begin EXCERPT TO READ

In June 2006, the FASB issued Interpretation No. 48, Accounting for Uncertainty in Income Taxes - an Interpretation of FASB Statement No. 109 (“FIN 48”). FIN 48 prescribes a more likely than not threshold for financial statement recognition and measurement of a tax position taken or expected to be taken in a tax return. This Interpretation also provides guidance on derecognition of income tax assets and liabilities, classification of current and deferred income tax assets and liabilities, accounting for interest and penalties associated with tax positions, accounting for income taxes in interim periods, and income tax disclosures. This Interpretation is effective as of January 1, 2007 for the Corporation and we are currently evaluating the impact of FIN 48 on our financial statements.

 

In September 2006, the FASB issued SFAS No. 158, Employers’ Accounting for Defined Benefit Pension and Other Postretirement Plans (“SFAS No. 158”). This Statement requires companies to recognize a net liability or asset to report the funded status of their defined benefit pension and other postretirement benefit plans (“the Plans”). The recognition of a net asset or liability will require an offsetting adjustment to accumulated other comprehensive income in shareholders’ equity. SFAS No. 158 will not change how the Plans are accounted for and reported in the income statement. Therefore, the amounts to be recognized in accumulated other comprehensive income will be the unrecognized gains/losses, prior service costs/credits, and transition assets/obligations, which will continue to be amortized under the existing guidance as net periodic pension cost in the income statement. Companies are required to initially recognize the funded status and provide the required disclosures beginning for fiscal year ends after December 15, 2006. Based upon the most recent actuarial data available, the net impact on the December 31, 2006 balance sheet would be to increase prepaid pension costs by $17.9 million, increase other current liabilities by $2.3 million, reduce accrued pension and post retirement benefit costs by $3.2 million, increase deferred tax liabilities by $7.1 million, with the offset increasing stockholders’ equity by $11.7 million. Additionally, for fiscal years ending after December 15, 2008, SFAS No. 158 will require companies to measure the plan assets and obligations as of the date of the employer’s fiscal year end, however, earlier adoption of the measurement date provisions is encouraged. We currently utilize measurement dates of September 30 and October 31 for our various Plans. We do not anticipate the change in the fiscal year end measurement date to have a material impact on our results of operation or financial condition.

end EXCERPT TO READ

TASKS FOR THIS EXERCISE:
1. In the accounting standards excerpt, as of what date is FIN 48 effective for the Corporation?
2. Repeat the accounting standards excerpt word for word, beginning at the words "In June 2006, the" and stopping after "our financial statements.".

begin PROVIDED RECORDS

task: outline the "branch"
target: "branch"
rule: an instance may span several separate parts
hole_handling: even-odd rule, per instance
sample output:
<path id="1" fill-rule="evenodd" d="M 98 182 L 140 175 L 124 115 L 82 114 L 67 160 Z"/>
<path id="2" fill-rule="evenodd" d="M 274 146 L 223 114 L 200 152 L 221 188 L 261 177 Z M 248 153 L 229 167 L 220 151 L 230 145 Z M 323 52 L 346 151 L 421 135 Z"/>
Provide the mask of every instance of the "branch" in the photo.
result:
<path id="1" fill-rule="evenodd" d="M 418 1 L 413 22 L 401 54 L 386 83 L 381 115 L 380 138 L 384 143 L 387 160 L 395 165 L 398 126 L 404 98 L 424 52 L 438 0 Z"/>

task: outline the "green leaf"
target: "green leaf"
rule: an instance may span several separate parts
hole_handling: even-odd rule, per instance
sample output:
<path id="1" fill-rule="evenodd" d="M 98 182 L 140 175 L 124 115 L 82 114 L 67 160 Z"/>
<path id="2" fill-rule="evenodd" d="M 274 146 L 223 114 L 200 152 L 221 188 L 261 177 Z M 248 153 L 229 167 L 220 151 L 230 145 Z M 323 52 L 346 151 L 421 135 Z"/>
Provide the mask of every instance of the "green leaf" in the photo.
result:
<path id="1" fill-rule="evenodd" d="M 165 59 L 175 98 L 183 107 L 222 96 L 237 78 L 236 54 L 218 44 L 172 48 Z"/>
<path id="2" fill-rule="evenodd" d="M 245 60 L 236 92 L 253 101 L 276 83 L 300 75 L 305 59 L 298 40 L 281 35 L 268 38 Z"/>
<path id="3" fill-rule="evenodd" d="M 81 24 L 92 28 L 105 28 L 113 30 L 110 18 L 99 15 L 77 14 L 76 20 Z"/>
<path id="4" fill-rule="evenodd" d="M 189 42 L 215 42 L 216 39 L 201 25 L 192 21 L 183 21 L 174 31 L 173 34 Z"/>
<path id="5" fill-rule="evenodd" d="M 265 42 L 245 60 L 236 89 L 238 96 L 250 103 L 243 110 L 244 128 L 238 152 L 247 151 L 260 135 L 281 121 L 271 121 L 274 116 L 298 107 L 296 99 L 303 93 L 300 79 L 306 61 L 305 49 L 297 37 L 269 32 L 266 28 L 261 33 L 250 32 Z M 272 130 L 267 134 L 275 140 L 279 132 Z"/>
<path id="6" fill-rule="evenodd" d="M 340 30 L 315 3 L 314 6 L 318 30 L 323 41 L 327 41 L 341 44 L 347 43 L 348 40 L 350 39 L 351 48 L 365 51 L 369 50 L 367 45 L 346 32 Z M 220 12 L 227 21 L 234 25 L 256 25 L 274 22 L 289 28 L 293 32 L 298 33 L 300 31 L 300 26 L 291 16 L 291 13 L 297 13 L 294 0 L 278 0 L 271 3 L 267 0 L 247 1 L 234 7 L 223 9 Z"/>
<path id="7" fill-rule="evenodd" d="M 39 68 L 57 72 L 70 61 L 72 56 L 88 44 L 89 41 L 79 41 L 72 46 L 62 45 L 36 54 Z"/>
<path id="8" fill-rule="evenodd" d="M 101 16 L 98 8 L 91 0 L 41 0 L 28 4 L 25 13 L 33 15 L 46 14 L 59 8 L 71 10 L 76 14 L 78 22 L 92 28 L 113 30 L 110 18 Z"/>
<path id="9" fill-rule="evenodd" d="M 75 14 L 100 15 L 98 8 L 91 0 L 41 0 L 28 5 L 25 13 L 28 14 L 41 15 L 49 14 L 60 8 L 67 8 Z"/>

end PROVIDED RECORDS

ANSWERS TO THE PROBLEMS:
1. January 1, 2007

2.
In June 2006, the FASB issued Interpretation No. 48, Accounting for Uncertainty in Income Taxes - an Interpretation of FASB Statement No. 109 (“FIN 48”). FIN 48 prescribes a more likely than not threshold for financial statement recognition and measurement of a tax position taken or expected to be taken in a tax return. This Interpretation also provides guidance on derecognition of income tax assets and liabilities, classification of current and deferred income tax assets and liabilities, accounting for interest and penalties associated with tax positions, accounting for income taxes in interim periods, and income tax disclosures. This Interpretation is effective as of January 1, 2007 for the Corporation and we are currently evaluating the impact of FIN 48 on our financial statements.